▶ Challenges:
**1)** From the column on drug abuse in the Philippines, extract the stretch from "A dangerous drugs" through "their perilous errands.", copying it word for word.
**2)** Please write what comes next in the column on drug abuse in the Philippines, starting after its last sentence.

▶ Extracted text:
LONG before President Duterte even announced his candidacy, I called attention in this column to the terrible menace of dangerous drugs abuse engulfing the country. Coming home after a six-year assignment abroad, I was shocked to find my neighborhood in Manila and my mother’s remote village in Nueva Ecija both swarming with young drug addicts. Right outside the gate of my residence in Manila, teenage girls were huddled in the dark, sniffing some substance. These girls were later reportedly impregnated by other drug addicts in the area and delivered little naked children running around unattended in the streets. More alarmingly, in a nearby street corner, a young man from a prominent clan was stabbed dead after refusing to yield his cell phone to a drug-addicted hold-upper from the nearby slum area.
A dangerous drugs culture has permeated all levels of Philippine society. Also, owing to its strategic location in the Pacific, the Manila international airport has become recognized as an international exchange for prohibited drugs and the country has become a herding center for drug mules. Based on my experience assisting Filipinos carrying prohibited drugs at Pakistani airports, I bemoaned in the article the lack of international cooperation, especially in the exchange of intelligence information directed at the apprehension of the drug syndicates that deploy these women on their perilous errands.

▶ Excerpted records:
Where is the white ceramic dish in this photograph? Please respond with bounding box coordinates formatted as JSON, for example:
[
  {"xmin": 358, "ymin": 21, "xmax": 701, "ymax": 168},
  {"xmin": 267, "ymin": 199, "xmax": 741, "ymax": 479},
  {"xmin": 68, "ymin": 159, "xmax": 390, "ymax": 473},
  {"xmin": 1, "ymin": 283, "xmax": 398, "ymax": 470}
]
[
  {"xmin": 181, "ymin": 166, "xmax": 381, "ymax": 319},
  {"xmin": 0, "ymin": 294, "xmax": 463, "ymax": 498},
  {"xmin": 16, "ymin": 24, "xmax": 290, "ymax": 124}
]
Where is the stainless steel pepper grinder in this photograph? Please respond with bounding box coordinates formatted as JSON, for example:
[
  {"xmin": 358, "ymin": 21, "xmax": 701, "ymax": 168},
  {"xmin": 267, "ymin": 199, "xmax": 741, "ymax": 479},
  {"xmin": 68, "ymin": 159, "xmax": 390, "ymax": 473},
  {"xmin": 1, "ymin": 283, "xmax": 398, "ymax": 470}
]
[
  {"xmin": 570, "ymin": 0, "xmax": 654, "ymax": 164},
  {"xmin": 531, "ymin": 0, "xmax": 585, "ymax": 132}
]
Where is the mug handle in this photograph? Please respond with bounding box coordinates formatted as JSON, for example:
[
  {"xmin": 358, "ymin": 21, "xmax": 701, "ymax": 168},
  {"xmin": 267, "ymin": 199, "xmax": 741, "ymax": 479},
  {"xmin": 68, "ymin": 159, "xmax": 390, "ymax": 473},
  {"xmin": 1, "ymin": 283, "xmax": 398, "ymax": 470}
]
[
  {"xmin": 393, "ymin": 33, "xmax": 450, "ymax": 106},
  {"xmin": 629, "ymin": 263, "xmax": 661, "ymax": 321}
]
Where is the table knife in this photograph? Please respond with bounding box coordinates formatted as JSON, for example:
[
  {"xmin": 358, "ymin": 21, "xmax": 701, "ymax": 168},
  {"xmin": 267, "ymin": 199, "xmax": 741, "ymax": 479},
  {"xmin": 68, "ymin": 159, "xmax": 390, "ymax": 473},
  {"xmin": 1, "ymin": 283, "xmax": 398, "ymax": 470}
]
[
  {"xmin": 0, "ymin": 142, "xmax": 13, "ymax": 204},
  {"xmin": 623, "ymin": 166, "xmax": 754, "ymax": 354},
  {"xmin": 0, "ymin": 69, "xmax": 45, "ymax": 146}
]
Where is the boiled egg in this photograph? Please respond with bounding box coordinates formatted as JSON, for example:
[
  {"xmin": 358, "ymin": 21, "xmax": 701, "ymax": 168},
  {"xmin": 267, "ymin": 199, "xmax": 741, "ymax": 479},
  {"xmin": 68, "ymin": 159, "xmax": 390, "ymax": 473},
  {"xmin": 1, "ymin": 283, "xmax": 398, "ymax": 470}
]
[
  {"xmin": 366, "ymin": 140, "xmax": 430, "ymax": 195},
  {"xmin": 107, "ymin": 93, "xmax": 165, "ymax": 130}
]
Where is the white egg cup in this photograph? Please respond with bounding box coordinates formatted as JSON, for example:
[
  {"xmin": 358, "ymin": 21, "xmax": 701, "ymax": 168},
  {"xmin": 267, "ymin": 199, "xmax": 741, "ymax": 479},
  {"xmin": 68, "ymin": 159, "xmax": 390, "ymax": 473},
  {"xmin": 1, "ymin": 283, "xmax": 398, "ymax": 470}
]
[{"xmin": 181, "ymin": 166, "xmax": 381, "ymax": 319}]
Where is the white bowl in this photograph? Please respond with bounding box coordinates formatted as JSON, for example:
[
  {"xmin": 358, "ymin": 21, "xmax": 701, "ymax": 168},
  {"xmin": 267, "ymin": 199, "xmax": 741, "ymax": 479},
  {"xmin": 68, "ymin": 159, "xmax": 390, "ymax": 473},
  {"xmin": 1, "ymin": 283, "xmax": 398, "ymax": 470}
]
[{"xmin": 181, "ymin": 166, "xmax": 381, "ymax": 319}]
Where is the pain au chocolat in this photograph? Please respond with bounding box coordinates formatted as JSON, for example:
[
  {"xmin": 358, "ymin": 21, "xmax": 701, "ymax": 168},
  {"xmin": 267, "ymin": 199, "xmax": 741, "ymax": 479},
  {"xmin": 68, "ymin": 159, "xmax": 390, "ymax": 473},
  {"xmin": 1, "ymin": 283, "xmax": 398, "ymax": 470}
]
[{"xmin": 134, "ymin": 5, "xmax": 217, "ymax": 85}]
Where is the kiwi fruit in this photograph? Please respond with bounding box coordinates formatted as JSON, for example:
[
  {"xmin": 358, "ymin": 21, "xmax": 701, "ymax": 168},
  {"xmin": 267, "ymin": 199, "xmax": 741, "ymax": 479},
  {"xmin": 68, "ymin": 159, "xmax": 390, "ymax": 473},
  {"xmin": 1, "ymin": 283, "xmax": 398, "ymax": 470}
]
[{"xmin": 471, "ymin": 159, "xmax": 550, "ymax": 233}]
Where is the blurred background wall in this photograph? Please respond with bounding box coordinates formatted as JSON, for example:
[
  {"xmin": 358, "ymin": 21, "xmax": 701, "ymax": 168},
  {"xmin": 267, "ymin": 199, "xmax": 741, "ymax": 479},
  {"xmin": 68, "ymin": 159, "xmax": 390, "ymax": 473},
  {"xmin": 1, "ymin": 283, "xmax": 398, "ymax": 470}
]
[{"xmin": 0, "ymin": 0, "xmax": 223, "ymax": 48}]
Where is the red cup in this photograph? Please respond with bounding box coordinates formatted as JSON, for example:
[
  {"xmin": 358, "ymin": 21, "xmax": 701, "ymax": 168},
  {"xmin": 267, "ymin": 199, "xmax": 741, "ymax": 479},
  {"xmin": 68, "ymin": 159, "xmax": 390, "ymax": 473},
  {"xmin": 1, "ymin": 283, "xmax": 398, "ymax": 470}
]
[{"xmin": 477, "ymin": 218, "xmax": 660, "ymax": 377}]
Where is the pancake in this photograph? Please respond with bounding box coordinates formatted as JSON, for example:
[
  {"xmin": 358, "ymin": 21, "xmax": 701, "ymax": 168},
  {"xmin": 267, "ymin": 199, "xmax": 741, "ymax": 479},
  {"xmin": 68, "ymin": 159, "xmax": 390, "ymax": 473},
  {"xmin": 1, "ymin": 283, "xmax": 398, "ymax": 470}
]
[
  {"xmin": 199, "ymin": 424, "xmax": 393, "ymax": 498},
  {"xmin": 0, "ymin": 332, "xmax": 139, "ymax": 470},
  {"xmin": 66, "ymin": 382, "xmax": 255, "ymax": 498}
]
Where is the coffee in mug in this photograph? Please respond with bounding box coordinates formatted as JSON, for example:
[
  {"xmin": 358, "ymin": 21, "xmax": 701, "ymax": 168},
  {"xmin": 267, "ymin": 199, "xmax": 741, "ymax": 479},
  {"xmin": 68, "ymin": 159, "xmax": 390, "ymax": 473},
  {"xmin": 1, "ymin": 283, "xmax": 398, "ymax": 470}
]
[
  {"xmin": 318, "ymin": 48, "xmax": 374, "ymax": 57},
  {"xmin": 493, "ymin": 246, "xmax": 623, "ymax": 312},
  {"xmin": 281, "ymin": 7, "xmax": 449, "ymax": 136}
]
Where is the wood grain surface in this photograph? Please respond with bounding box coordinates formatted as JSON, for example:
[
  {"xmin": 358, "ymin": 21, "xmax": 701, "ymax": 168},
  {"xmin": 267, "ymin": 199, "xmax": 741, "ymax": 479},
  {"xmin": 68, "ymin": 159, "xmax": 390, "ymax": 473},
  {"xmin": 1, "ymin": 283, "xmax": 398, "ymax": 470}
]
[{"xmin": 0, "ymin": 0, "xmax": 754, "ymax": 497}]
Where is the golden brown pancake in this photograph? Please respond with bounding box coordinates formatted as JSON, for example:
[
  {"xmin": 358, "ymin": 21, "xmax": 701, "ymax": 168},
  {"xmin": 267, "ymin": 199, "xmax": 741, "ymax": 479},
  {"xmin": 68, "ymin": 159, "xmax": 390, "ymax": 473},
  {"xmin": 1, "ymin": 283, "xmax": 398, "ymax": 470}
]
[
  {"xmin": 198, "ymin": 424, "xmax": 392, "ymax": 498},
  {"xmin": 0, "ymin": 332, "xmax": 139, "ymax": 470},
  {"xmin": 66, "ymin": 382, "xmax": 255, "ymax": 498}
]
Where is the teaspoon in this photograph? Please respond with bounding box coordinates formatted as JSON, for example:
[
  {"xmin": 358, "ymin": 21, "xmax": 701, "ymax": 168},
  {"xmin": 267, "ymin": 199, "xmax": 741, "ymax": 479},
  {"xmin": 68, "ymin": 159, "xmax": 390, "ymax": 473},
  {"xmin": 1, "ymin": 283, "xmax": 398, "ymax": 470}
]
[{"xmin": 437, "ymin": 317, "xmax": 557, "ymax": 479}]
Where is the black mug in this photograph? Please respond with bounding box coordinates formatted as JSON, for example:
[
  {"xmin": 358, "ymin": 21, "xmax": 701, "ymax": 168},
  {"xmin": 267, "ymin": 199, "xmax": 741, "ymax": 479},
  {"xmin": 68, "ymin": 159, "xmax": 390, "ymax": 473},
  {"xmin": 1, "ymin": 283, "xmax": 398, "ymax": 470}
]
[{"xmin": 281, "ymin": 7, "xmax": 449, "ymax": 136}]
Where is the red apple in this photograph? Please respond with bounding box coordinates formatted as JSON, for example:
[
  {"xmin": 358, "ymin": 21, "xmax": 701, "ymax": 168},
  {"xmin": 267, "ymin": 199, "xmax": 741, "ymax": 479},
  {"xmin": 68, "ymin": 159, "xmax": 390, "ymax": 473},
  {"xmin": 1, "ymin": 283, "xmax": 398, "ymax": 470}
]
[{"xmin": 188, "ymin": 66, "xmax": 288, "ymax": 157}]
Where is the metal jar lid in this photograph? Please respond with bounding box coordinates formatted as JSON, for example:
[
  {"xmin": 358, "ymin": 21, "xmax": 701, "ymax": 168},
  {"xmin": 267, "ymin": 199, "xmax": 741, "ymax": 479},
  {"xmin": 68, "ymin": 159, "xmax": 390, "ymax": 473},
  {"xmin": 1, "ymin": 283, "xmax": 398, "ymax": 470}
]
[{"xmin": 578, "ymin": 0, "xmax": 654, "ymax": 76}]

▶ Outputs:
**1)**
A dangerous drugs culture has permeated all levels of Philippine society. Also, owing to its strategic location in the Pacific, the Manila international airport has become recognized as an international exchange for prohibited drugs and the country has become a herding center for drug mules. Based on my experience assisting Filipinos carrying prohibited drugs at Pakistani airports, I bemoaned in the article the lack of international cooperation, especially in the exchange of intelligence information directed at the apprehension of the drug syndicates that deploy these women on their perilous errands.

**2)**
Like many Filipinos, I was sanguine about President Duterte’s waging an unrelenting war against illegal drugs as he promised during his election campaign. But sans Digong’s colorful language and allegations of human rights abuses by certain sectors here and abroad, the new administration’s war on drugs might have escaped international attention. While illegal drugs have proved to be a grave threat to the stability and growth of developing countries, there have been notable trends in the West in the last decade in decriminalizing abuse of dangerous drugs. Heroin has long been legal in Italy. In recent years, the Netherlands, Switzerland, and Canada have designated parks and centers where drugs may be distributed and used without risking arrest.
Vice President Robredo has referred to Portugal’s efforts to treat drug abuse wholly as a health disorder. Certain states in the United States have lifted restrictions in varying degrees on the sale and use of marijuana or cannabis. Like the cigarette before, the young everywhere are lured to illegal drugs by their association with entertainment people despite the latter’s dying because of overdose.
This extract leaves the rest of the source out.